● **WHAT NEEDS TO BE DONE**
Reproduce verbatim the portion of the Achilles tendon repair page below that begins with the words containing "Do not eat or drink anything after" and ends with "arrive for surgery.".

─── PASSAGE FOR REVIEW

Achilles Tendon Repair
What is it?
The Achilles tendon is the long fibrous cord that connects the calf muscle to your heel. It may tear if it is overstretched, usually while playing sports. The tear may be partial or complete and most commonly occurs just above the calcaneus (your heel bone). A snap or crack sound may be heard at the time of injury. Pain and swelling near your heel and an inability to bend your foot downward or walk normally are signs that you may have ruptured your Achilles tendon.
What are the treatment options? Surgery is typically needed for a complete rupture, but some people non-surgical options work just as well. After surgery, your ankle will be kept stable in a cast or walking boot for up to 12 weeks. A torn ligament may also be managed nonsurgically with a below-knee cast, which would allow the ends of the torn tendon to heal on their own. This nonsurgical approach may take longer to heal, and there is a higher chance that the tendon could re-rupture. Surgery offers a better chance of full strength recovery and is often the treatment of choice for active people who wish to resume sports.
The goal of Achilles tendon repair is to reattach the torn tendon and restore calf function.
Risks of the Procedure
Patients undergoing any surgery are subject to risks of infection, wound healing problems, nerve injury, deep vein thrombosis and pulmonary embolism. Infection rates are reduced in surgeries that employ smaller incisions.
What to Expect
With Achilles repair, an incision is generally made on the back of your lower leg/calf and the tendon is stitched back together. Depending on the extent of the tear, the repair may be strengthened by using other tendons.
The day of the procedure, you will need to arrange for a ride to and from the procedure and arrange for help at home
Wear shorts or loose pants and a t-shirt for surgery.
Do not eat or drink anything after midnight for arrivals before noon. Otherwise, do not eat or drink anything seven hours prior to your arrival at the surgery center.
If crutches or a walker are needed, please rent or borrow them prior to your surgery.
You will be contacted by Lawrence Surgery Center to set up your patient account. They will inform you of your pre-operative instructions as well as tell you when to arrive for surgery.
After Achilles tendon repair, you will most likely be placed in a cast for 2 weeks and then transition to a boot for an additional 2-6 weeks. You will be non-weightbearing for 4-6 weeks based on your surgeon’s protocol.
- You may resume your regular diet. However, start slow with clear liquids and gradually work your way back to your normal diet. This will help prevent nausea and vomiting.

──────
─── RECORD EXTRACTS

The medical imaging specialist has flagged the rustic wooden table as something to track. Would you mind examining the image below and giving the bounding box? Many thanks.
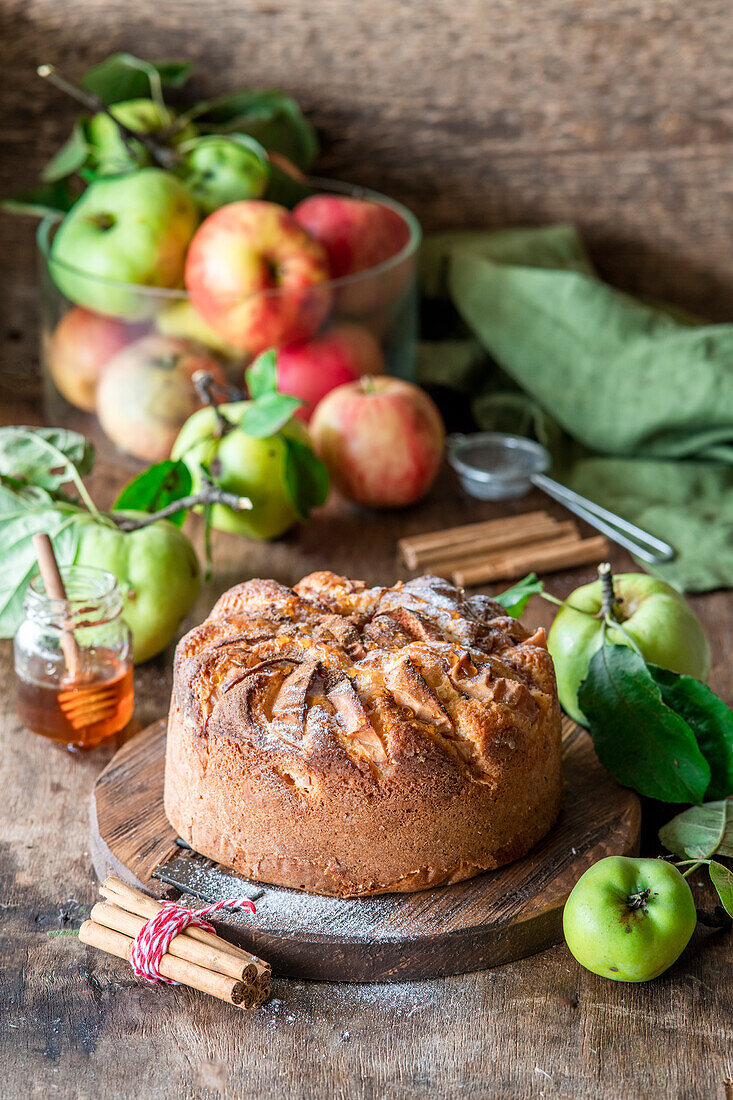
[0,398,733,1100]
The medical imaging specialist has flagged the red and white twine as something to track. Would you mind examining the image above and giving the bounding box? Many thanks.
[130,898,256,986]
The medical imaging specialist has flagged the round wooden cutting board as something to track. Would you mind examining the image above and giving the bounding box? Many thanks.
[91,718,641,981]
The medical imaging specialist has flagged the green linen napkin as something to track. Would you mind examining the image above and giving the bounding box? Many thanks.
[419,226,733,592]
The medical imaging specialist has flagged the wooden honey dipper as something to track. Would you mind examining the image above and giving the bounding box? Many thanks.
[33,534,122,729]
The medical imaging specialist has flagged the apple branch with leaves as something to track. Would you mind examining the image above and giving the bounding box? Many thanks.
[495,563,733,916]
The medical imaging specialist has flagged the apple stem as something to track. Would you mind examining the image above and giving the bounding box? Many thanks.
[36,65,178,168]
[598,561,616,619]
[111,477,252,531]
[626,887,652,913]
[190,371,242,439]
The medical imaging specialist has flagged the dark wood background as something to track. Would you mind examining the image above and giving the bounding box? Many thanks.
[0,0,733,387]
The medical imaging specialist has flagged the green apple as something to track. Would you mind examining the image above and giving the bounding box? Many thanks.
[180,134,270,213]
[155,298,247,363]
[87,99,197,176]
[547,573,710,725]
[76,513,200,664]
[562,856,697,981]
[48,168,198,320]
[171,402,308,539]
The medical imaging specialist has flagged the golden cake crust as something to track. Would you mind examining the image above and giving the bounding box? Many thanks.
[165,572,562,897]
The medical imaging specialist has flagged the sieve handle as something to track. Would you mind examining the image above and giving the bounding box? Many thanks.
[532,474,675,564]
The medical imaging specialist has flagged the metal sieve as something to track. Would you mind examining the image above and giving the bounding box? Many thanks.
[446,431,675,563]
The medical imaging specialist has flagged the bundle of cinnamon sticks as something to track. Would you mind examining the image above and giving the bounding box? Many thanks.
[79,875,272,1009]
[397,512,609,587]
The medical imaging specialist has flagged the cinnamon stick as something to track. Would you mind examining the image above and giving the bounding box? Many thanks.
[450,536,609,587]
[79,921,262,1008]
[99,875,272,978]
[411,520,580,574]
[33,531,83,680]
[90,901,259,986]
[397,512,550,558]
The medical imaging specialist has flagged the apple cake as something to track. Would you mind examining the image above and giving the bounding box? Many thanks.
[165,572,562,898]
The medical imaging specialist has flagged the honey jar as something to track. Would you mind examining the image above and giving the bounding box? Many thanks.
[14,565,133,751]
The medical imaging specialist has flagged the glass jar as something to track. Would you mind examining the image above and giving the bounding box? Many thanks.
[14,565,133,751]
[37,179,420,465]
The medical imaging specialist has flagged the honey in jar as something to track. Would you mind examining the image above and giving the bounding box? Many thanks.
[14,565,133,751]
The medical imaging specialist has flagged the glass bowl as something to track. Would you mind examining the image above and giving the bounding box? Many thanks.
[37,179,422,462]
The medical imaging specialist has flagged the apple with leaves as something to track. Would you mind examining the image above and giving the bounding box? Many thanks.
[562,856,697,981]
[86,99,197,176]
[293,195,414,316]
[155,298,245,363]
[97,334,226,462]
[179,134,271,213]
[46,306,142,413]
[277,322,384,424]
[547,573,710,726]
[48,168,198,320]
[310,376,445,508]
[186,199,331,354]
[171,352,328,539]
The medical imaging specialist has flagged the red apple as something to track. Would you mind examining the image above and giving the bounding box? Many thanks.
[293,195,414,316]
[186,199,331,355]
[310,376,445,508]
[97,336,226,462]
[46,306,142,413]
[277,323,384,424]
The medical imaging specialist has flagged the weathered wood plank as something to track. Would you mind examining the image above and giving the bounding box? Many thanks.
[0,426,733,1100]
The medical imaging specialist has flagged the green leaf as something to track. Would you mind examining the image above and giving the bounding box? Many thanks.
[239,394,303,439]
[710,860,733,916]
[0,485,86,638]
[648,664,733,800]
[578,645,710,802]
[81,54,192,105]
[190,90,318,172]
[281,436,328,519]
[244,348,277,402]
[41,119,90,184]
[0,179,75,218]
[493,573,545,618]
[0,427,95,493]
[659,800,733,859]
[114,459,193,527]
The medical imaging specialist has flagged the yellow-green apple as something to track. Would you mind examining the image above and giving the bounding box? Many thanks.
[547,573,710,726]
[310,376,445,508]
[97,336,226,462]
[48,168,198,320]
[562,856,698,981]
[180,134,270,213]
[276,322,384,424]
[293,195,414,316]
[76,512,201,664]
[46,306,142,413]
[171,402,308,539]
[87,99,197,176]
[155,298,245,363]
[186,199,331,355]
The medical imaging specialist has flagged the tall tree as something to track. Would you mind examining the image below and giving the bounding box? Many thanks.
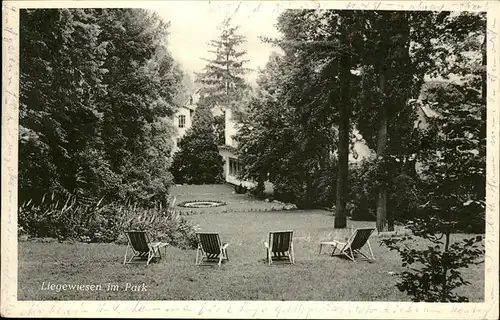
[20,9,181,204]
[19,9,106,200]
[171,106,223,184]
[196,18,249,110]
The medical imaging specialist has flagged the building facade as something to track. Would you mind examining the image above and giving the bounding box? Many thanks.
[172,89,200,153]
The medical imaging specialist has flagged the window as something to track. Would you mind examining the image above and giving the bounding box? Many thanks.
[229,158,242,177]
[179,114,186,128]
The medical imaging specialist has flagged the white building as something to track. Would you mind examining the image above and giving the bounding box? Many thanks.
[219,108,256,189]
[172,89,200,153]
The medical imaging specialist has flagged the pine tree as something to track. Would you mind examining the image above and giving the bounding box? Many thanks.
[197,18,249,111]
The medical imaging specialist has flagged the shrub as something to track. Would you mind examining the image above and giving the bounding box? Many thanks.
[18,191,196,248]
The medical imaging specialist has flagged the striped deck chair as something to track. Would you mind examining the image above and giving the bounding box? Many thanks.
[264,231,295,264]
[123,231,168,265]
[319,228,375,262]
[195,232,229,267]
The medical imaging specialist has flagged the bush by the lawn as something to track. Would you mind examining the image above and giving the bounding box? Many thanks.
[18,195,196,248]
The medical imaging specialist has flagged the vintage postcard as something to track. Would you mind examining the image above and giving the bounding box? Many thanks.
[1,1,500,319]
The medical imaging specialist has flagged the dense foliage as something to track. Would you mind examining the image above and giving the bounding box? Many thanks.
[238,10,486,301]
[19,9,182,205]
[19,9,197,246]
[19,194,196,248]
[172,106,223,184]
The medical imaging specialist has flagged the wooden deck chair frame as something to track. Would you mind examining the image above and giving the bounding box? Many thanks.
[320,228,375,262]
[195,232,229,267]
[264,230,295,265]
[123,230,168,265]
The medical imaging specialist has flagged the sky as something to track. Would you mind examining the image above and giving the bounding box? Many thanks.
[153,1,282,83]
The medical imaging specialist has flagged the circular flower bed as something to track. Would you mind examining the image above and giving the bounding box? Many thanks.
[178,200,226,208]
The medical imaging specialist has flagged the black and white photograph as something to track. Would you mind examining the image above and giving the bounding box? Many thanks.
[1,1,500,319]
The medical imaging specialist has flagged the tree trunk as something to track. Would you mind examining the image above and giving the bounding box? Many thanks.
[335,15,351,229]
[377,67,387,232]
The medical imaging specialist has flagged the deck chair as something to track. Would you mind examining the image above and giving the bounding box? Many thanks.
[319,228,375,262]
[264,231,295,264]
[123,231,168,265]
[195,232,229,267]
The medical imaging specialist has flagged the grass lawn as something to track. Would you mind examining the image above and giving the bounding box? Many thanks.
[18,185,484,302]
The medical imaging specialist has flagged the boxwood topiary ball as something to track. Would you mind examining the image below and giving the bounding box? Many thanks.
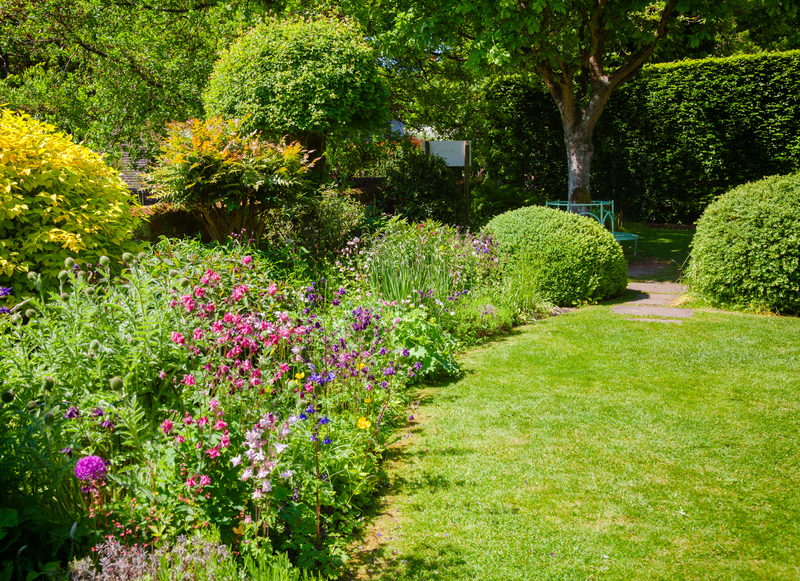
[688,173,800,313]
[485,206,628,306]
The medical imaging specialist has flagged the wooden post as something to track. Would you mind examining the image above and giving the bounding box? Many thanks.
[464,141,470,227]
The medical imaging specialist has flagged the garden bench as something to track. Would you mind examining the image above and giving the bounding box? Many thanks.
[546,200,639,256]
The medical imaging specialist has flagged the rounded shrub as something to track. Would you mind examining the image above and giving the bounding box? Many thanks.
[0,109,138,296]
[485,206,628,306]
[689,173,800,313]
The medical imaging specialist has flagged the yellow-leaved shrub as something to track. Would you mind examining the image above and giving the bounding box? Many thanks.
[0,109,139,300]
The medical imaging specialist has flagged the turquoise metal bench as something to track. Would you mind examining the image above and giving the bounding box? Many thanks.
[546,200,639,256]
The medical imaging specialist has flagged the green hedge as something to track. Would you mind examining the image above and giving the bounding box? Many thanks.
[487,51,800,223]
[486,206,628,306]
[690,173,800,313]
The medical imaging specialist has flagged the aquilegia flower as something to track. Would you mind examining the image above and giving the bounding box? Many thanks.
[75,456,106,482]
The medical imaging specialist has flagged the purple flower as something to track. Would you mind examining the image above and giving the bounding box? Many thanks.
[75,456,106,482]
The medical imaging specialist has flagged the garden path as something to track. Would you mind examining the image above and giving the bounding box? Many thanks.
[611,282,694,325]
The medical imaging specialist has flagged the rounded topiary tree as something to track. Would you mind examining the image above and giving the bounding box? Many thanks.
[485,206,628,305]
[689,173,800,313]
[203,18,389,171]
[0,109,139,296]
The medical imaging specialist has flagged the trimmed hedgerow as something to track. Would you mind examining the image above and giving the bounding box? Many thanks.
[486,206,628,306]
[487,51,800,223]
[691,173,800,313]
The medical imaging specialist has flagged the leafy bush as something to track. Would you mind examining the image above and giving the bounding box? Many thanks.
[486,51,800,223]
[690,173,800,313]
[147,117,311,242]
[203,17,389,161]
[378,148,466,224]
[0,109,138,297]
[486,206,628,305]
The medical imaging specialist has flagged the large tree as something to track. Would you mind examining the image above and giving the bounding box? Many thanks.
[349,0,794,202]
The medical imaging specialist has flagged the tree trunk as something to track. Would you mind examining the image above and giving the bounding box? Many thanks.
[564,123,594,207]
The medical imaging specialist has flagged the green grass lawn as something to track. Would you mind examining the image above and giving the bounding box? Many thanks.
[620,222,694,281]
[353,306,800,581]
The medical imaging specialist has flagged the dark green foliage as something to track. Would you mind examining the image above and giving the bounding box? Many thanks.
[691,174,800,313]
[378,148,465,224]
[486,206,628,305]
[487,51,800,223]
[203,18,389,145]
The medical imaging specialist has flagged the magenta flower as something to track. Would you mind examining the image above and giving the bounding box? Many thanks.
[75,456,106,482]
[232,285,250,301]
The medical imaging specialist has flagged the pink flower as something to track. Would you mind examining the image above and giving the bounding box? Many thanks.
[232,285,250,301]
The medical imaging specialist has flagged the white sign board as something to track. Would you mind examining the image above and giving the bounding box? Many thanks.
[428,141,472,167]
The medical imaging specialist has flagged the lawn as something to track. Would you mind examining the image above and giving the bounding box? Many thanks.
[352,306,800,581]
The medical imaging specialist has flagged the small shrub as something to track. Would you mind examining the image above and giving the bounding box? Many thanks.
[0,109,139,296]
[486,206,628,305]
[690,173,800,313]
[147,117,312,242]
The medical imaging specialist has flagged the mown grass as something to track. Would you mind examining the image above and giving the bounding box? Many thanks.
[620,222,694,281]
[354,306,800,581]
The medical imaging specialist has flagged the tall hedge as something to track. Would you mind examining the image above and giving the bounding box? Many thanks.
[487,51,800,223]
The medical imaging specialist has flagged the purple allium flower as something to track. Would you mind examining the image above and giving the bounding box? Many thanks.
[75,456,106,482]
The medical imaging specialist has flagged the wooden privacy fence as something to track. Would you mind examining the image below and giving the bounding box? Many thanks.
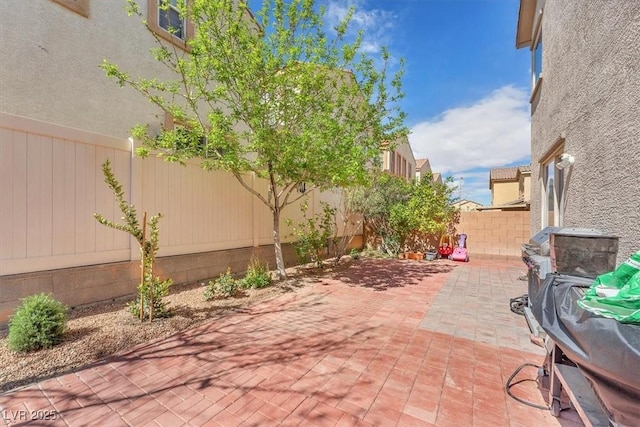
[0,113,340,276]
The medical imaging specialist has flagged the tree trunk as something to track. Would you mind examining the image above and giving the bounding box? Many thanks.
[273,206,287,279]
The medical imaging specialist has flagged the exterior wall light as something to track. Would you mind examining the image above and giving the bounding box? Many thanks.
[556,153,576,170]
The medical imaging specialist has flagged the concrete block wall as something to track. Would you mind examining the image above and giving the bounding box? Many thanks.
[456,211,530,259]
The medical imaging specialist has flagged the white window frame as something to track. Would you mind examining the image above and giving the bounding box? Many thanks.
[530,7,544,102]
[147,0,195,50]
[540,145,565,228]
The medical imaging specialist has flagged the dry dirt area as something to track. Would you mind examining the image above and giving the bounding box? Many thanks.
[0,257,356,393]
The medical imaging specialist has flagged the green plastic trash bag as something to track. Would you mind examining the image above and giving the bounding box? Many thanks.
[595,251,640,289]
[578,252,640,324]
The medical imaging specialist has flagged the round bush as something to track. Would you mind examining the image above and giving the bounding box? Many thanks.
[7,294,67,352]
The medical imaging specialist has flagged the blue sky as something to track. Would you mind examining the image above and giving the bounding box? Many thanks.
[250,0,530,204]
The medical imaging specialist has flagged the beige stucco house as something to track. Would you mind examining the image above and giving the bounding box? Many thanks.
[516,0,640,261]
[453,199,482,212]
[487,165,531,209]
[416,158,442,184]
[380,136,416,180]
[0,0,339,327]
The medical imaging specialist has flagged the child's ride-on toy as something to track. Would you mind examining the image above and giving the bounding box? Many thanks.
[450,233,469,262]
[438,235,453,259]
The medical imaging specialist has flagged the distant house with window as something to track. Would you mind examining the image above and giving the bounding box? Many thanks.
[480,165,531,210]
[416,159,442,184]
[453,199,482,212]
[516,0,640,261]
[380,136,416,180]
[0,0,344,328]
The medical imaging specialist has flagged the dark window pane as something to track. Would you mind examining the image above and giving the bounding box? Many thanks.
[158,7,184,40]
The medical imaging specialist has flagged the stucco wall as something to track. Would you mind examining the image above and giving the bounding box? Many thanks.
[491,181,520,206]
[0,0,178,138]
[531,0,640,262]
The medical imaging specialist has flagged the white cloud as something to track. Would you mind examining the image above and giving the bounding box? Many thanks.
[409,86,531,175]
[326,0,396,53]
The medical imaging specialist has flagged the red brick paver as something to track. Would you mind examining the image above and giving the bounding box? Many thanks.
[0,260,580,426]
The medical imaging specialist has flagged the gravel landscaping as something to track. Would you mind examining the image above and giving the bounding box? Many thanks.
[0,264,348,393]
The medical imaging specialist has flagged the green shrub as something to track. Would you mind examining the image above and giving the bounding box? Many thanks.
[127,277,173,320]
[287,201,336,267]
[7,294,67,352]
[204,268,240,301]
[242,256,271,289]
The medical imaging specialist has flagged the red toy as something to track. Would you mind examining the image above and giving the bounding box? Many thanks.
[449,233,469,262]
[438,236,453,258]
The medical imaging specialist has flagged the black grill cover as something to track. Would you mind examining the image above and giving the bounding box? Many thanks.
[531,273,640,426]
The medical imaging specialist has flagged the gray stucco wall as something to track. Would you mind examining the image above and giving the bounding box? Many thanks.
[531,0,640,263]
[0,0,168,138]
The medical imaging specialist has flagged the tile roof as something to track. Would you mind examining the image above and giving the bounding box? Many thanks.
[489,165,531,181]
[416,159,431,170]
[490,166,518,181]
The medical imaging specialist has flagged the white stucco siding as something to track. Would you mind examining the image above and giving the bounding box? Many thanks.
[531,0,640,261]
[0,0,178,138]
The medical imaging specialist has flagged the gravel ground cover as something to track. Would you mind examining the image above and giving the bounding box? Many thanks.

──────

● **TASK RESPONSE**
Do not eat or drink anything after midnight for arrivals before noon. Otherwise, do not eat or drink anything seven hours prior to your arrival at the surgery center.
If crutches or a walker are needed, please rent or borrow them prior to your surgery.
You will be contacted by Lawrence Surgery Center to set up your patient account. They will inform you of your pre-operative instructions as well as tell you when to arrive for surgery.